**Your instructions**
Please copy the entries below word for word, leaving out any image.

**Data supplied**
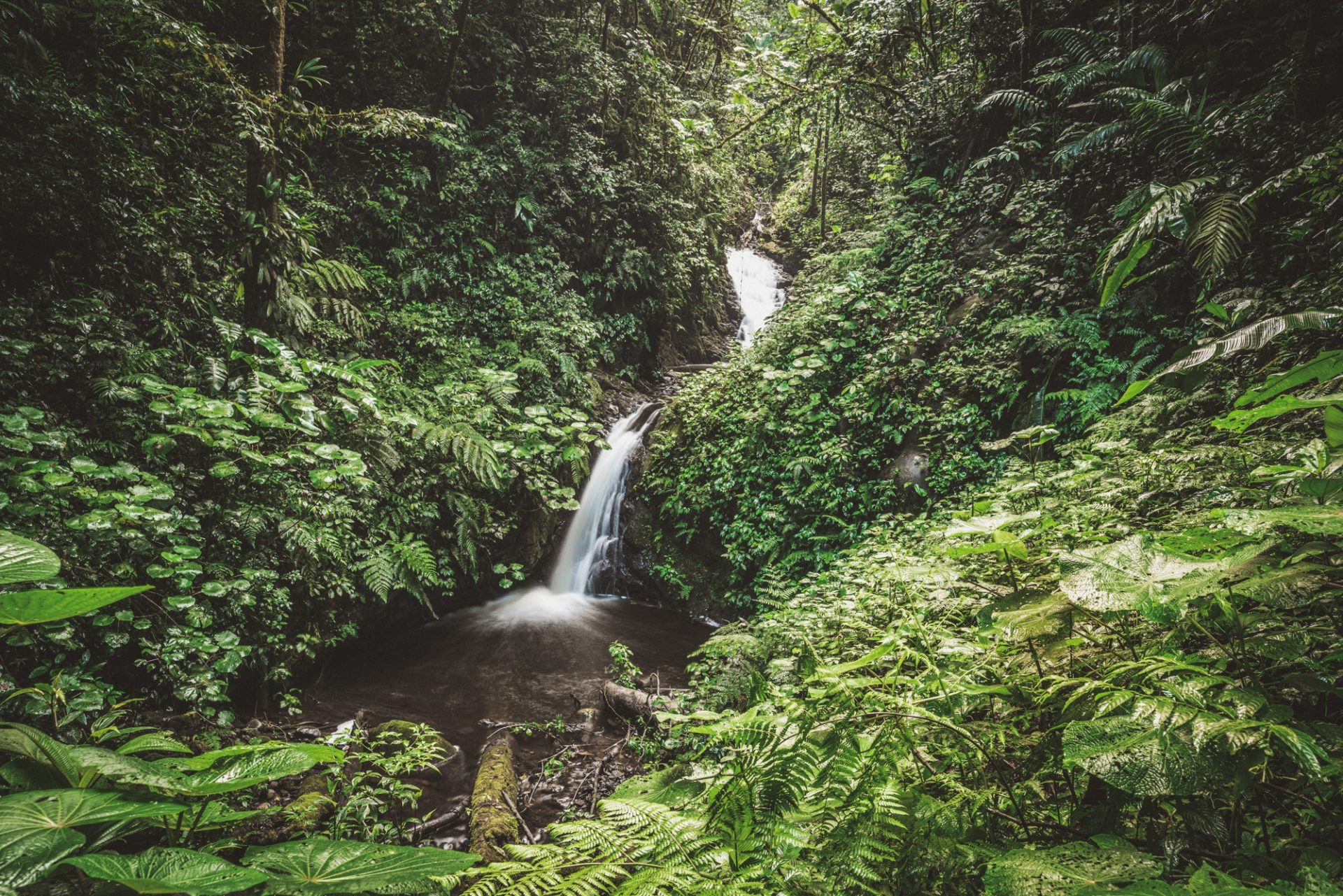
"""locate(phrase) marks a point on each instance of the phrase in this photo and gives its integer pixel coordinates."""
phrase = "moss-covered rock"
(304, 816)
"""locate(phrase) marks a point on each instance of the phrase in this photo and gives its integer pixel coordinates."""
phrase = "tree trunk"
(493, 799)
(454, 49)
(629, 703)
(260, 276)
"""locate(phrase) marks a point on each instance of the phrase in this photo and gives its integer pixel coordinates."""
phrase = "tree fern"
(1221, 232)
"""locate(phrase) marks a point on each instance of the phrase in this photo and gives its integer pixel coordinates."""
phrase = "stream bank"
(528, 668)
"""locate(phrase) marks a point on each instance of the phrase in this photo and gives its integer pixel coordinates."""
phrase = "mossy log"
(493, 821)
(629, 703)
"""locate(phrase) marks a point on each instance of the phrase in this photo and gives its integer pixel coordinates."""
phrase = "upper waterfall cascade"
(756, 283)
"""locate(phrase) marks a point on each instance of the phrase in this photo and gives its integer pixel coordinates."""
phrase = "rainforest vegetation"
(1025, 511)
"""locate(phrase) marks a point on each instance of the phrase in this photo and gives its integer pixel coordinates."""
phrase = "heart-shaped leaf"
(316, 867)
(36, 828)
(31, 608)
(169, 871)
(26, 560)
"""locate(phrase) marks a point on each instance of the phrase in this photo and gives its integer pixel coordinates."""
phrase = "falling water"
(592, 544)
(756, 283)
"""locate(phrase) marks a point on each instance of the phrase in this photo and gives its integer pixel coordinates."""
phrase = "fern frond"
(1221, 233)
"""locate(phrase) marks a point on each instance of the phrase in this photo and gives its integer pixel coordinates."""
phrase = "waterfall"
(756, 283)
(592, 543)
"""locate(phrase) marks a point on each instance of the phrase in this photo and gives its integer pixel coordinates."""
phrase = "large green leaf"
(36, 827)
(26, 560)
(318, 865)
(1242, 420)
(1137, 573)
(1139, 758)
(1122, 270)
(246, 766)
(1104, 862)
(1321, 370)
(129, 770)
(169, 871)
(31, 608)
(27, 742)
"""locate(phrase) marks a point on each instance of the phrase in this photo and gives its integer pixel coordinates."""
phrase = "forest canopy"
(1024, 509)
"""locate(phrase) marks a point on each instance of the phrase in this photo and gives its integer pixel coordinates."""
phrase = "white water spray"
(592, 541)
(756, 283)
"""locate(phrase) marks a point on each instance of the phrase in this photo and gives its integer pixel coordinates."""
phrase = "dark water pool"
(525, 657)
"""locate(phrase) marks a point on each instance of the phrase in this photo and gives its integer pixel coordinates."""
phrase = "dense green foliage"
(1029, 497)
(1083, 649)
(490, 201)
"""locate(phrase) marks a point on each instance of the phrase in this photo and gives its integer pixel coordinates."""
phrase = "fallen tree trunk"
(493, 823)
(425, 829)
(629, 703)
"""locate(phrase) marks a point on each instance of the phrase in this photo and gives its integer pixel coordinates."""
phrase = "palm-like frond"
(1221, 233)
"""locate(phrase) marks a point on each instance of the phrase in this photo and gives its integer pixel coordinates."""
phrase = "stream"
(540, 653)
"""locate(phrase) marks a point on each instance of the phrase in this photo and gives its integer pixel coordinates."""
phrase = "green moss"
(493, 823)
(304, 816)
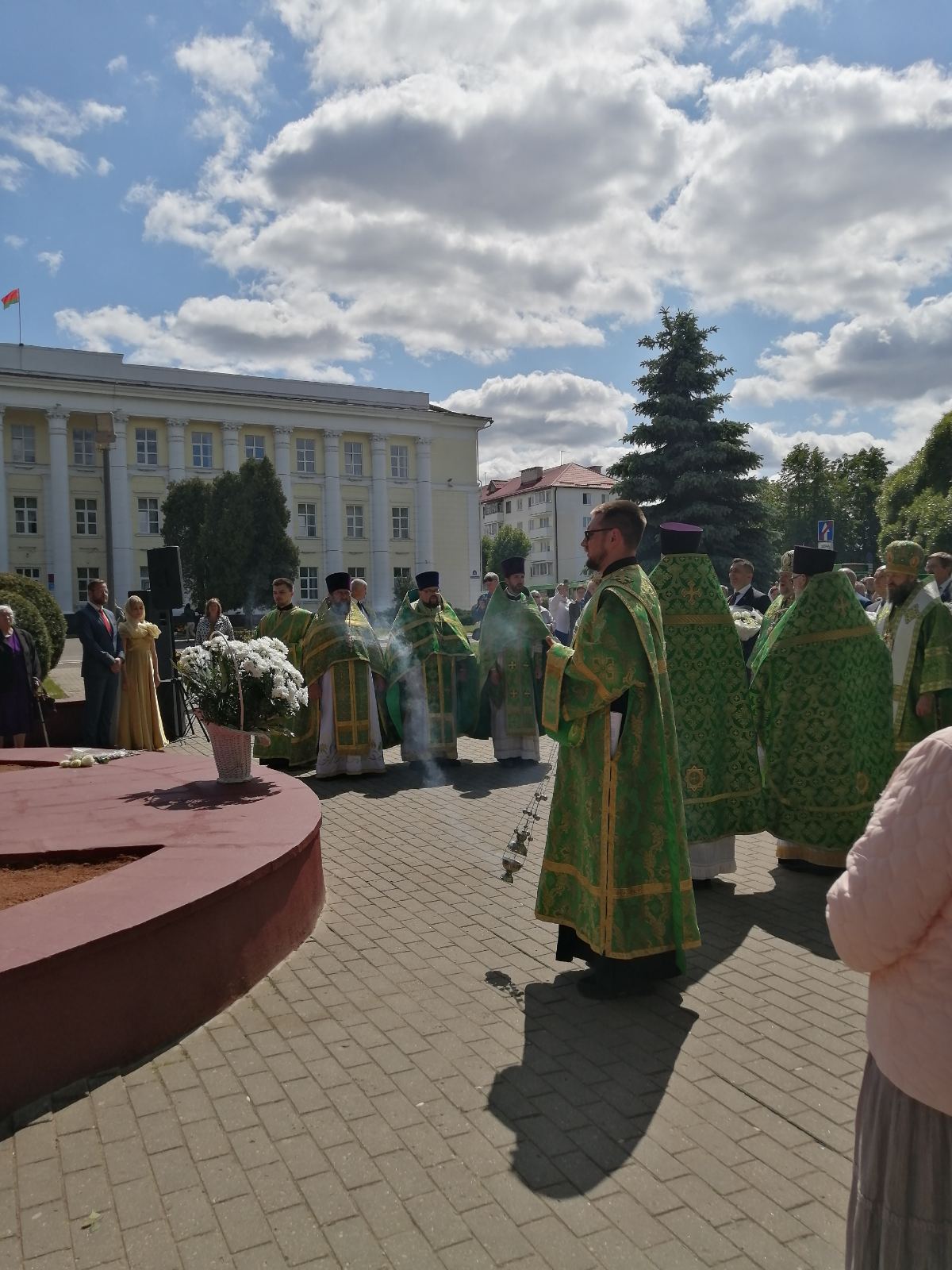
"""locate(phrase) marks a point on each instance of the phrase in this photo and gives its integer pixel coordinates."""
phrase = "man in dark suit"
(744, 596)
(98, 632)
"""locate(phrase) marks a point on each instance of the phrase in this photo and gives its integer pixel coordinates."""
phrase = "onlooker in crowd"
(102, 664)
(140, 722)
(213, 622)
(543, 609)
(890, 916)
(19, 679)
(359, 594)
(188, 620)
(559, 609)
(575, 607)
(939, 565)
(490, 582)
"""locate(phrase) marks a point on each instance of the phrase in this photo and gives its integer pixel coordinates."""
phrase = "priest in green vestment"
(346, 675)
(822, 706)
(296, 743)
(720, 774)
(616, 876)
(513, 645)
(431, 676)
(918, 632)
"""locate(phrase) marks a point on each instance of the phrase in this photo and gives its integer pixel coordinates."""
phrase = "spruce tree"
(691, 464)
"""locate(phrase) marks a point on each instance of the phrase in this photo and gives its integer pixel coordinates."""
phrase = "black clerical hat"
(812, 560)
(679, 539)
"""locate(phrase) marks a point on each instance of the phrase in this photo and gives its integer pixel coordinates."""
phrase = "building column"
(333, 535)
(424, 506)
(121, 512)
(381, 577)
(4, 508)
(230, 444)
(282, 467)
(57, 512)
(175, 433)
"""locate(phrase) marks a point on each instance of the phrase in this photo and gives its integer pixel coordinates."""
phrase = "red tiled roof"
(571, 475)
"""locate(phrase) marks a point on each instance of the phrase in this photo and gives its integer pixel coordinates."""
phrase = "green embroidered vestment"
(291, 628)
(720, 774)
(616, 865)
(822, 705)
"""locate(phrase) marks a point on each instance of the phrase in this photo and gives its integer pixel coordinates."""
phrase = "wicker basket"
(232, 753)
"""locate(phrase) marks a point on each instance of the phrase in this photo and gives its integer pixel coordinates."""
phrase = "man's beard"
(899, 595)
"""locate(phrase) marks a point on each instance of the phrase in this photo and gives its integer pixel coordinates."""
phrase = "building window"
(148, 516)
(355, 521)
(308, 520)
(310, 583)
(23, 441)
(148, 448)
(25, 516)
(201, 450)
(86, 516)
(304, 448)
(254, 448)
(86, 573)
(400, 463)
(353, 459)
(84, 448)
(401, 521)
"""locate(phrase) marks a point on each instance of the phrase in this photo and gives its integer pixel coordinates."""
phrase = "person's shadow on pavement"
(590, 1080)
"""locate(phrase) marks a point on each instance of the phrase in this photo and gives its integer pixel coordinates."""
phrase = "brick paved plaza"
(420, 1086)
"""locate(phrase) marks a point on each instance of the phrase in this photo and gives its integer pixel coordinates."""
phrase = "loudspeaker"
(165, 578)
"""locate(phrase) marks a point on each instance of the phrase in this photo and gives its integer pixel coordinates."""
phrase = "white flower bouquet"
(247, 686)
(747, 622)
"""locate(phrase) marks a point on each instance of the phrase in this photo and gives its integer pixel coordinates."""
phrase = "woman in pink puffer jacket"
(890, 914)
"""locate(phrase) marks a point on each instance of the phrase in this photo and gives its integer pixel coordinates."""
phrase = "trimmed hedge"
(42, 600)
(29, 618)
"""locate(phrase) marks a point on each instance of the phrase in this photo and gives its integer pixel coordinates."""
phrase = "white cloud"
(51, 260)
(546, 418)
(226, 65)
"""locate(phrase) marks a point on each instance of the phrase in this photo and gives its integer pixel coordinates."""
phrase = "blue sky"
(490, 201)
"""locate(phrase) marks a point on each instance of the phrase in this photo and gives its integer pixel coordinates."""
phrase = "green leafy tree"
(508, 543)
(917, 498)
(689, 463)
(36, 594)
(184, 516)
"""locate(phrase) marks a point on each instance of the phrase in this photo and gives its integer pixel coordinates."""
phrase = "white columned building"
(282, 467)
(121, 511)
(4, 512)
(59, 511)
(424, 505)
(333, 533)
(381, 581)
(175, 432)
(230, 442)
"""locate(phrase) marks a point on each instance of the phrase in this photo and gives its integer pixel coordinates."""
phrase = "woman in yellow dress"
(140, 722)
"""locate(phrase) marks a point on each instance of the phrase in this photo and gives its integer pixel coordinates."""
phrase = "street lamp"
(106, 440)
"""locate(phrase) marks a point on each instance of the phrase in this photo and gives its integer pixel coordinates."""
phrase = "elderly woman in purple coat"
(19, 679)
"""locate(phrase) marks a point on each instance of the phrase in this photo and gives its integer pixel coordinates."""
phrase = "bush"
(29, 620)
(48, 610)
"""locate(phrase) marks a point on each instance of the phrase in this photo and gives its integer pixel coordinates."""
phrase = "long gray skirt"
(900, 1208)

**Answer space**
"""locate(phrase) marks a point on each instance of the phrase in this photo and gives its integer pixel coordinates."""
phrase = "moss-covered rock"
(304, 816)
"""locate(phrase) marks a point on each instance of the phrase in this photo and gives its integer pixel coordinates."""
phrase = "tree trunk"
(493, 799)
(454, 49)
(629, 703)
(260, 276)
"""locate(phrase) marks a point on each instance of the phrase in this photo and gives its integer pixel coordinates."""
phrase = "tree fern"
(1221, 232)
"""locate(phrase) marks a point on each instance of the phrase in this photo and gives its integer pixel coordinates."""
phrase = "stream bank"
(528, 668)
"""locate(phrase) marks a point on each instance of the phrase in this photo and gives its integer pixel coordinates."""
phrase = "mossy log"
(493, 821)
(629, 703)
"""locate(phrase) marks a point on each instance of the phrase in this photo and gives its integer pixel coordinates."""
phrase = "upper waterfall cascade"
(756, 283)
"""locate(phrase) marks a point on each instance of the phrase in this photo and gives its integer pixel coordinates."""
phrase = "rainforest vegetation"
(1025, 511)
"""locate(phrase) marks a point on each instance of the phrase in this photo and gives its integer pixel coordinates."""
phrase = "heart-shaped leaf"
(316, 867)
(36, 828)
(31, 608)
(169, 871)
(26, 560)
"""locate(phrase) marks a point on each instance of the phrase in this photo and gives its integer pixel coordinates."""
phrase = "falling water"
(592, 544)
(756, 283)
"""locate(phrase) marks a point on each instance of the phrase in this photo and gives its integer pixel coordinates."""
phrase = "fern frond"
(1221, 233)
"""locate(phrase) marks a point on each instance of the phrase in this photo and gives its integer pixel coordinates."""
phrase = "waterfall"
(756, 283)
(592, 543)
"""locate(phrase) marks a point on each instance of the phrase in this photo and gives its integer pixel coordinates."""
phrase = "large green leaf"
(36, 827)
(26, 560)
(318, 865)
(1242, 420)
(1137, 573)
(1139, 758)
(1122, 270)
(246, 766)
(1104, 862)
(1321, 370)
(129, 770)
(169, 871)
(31, 608)
(27, 742)
"""locate(phrase) marks a point on each instance of the phrase in this photo and gives its integer pixel coordinates."""
phrase = "forest canopy"
(1024, 509)
"""locate(phrase) marks a point on each instance of the phrase in this photo and gives its integer pixel coordinates."""
phrase = "white water spray"
(592, 541)
(756, 283)
"""locate(phrase) marks a point on each instance of the phrase in this photo and gives its integer pixel coordinates."""
phrase = "dark water pool"
(525, 657)
"""locate(phrase) marks a point on each instance of the phrase in this photo and gives its integer pixel coordinates."""
phrase = "dense green foliage"
(1029, 497)
(1083, 649)
(490, 201)
"""locate(phrase) marks a point on each instance of the phrase in this photo and gives its integer pixel coordinates."""
phrase = "fallen tree trunk"
(493, 823)
(425, 829)
(629, 703)
"""locate(phrase) marks a point on each instance of the phrase in this photo and gives its integer pixel coordinates."""
phrase = "palm-like frond"
(1221, 233)
"""locate(phrase) marks a point on each instance of the phrase in this photo and gives its integer pixel coordinates."""
phrase = "stream"
(540, 653)
"""locate(phrase) marks a point on each instance of the phrase in this photo and gives its integer pixel coordinates."""
phrase = "green moss"
(493, 823)
(304, 816)
"""locate(phrase) marks a point on each instance of the phrase in this photo and gives its integer pixel coordinates."""
phrase = "man in dark suit"
(744, 596)
(98, 632)
"""locate(phrase) marks a point on each instance of the phrase in this photo and gives its integer pixel coordinates."""
phrase = "onlooker in crowd"
(102, 664)
(140, 722)
(213, 622)
(543, 609)
(890, 916)
(19, 679)
(359, 594)
(188, 620)
(559, 609)
(575, 607)
(939, 565)
(490, 582)
"""locate(phrase) marks a point on each instance of the phrase in this photo and gives its integer pixel coordinates."""
phrase = "priest in green vestment"
(346, 675)
(822, 706)
(296, 743)
(720, 774)
(616, 876)
(513, 645)
(431, 676)
(918, 632)
"""locate(phrase) marks a point on each instance of the phrase in this photo and gives its integer pixel coordinates."""
phrase = "spruce tree"
(691, 464)
"""locate(phrase) marks a point on each instance of the phrase in this photo and gives its integer pixel coordinates."""
phrase = "black clerical hat"
(812, 560)
(679, 539)
"""locate(phrase) marks a point on each instance of the phrase in this photo and gives its integer pixel coordinates."""
phrase = "building column"
(333, 535)
(424, 506)
(121, 512)
(381, 577)
(4, 508)
(230, 444)
(282, 467)
(57, 512)
(175, 433)
"""locate(phrase) marks a point on each instance of the phrase in this photo and gives its integer pixel coordinates."""
phrase = "red tiled roof"
(571, 475)
"""locate(phrase) marks a point on each instance of the phrase in this photo and gives its integer pixel coordinates."""
phrase = "green embroidered vestment"
(291, 628)
(720, 774)
(616, 865)
(822, 705)
"""locate(phrase) marks a point on each instance of the phrase in this photo and gives its integer pixel coordinates."""
phrase = "wicker basket"
(232, 753)
"""locate(phrase) marks a point on each instance of the phrase in this photo and gives its integer pixel coordinates."""
phrase = "man's beard"
(899, 595)
"""locate(phrase) marks a point on each instance of the phrase in this photo and gives its integer pixel coordinates."""
phrase = "building window"
(148, 516)
(355, 521)
(308, 520)
(310, 583)
(23, 441)
(148, 448)
(25, 516)
(201, 450)
(86, 516)
(304, 448)
(254, 448)
(86, 573)
(400, 463)
(353, 459)
(84, 448)
(401, 521)
"""locate(phrase) marks a point on each instance of the phrase in this photo and gives its integer pixel coordinates."""
phrase = "person's shadow on pavement"
(590, 1080)
"""locate(phrase) marks a point on each instance of the phrase in this photo and gives its integer pixel coordinates."""
phrase = "brick paved plaza"
(420, 1086)
"""locate(phrase) marks a point on each instance of the phrase in this photo and gives its integer pixel coordinates."""
phrase = "loudspeaker"
(165, 578)
"""locate(phrase) marks a point on each instance of the phrase in this photo and gives its integer pixel coordinates."""
phrase = "white flower bouquet"
(247, 686)
(747, 622)
"""locate(phrase) marks a point on each instance of the phrase in this photo and gives its integer pixel coordinates."""
phrase = "woman in pink puffer jacket"
(890, 914)
"""locate(phrase) marks a point on each instance of the phrase in this photo and gives its integer pixel coordinates."""
phrase = "trimmed hedge"
(42, 600)
(29, 618)
"""locate(phrase) marks a point on each instance of the phrase in this photo and gives its integer pixel coordinates."""
phrase = "white cloud"
(51, 260)
(546, 418)
(226, 65)
"""locate(phrase) marks a point on each instance of the phrase in this photo and gives its integer pixel coordinates."""
phrase = "blue sky"
(490, 201)
"""locate(phrase) marks a point on each instance of the phrase in this photo and gives its integer pixel coordinates."""
phrase = "green leafy tree"
(508, 543)
(917, 498)
(689, 463)
(36, 594)
(184, 516)
"""locate(phrase) marks a point on each instance of the phrase in this photo and gives its integer pixel coordinates."""
phrase = "white columned building"
(282, 467)
(121, 511)
(4, 512)
(59, 511)
(424, 505)
(333, 533)
(381, 581)
(175, 432)
(230, 442)
"""locate(phrase) marks a point on each instance of the phrase in this photo and gives its integer pixel coordinates."""
phrase = "woman in yellow dress"
(140, 722)
"""locate(phrase) marks a point on each instance of the phrase in this photo and gives its integer pixel coordinates."""
phrase = "street lamp"
(106, 440)
"""locate(phrase) marks a point on each instance of the phrase in this photo and gives its integer pixel coordinates."""
phrase = "elderly woman in purple coat"
(19, 679)
"""locate(phrase) marks a point on each instance of the phrase in this photo and gives its integer pixel coordinates."""
phrase = "bush"
(29, 620)
(48, 610)
"""locate(phrase) marks a point on each instance of the phrase in this photo and gives its integer pixel coordinates."""
phrase = "long gray skirt"
(900, 1208)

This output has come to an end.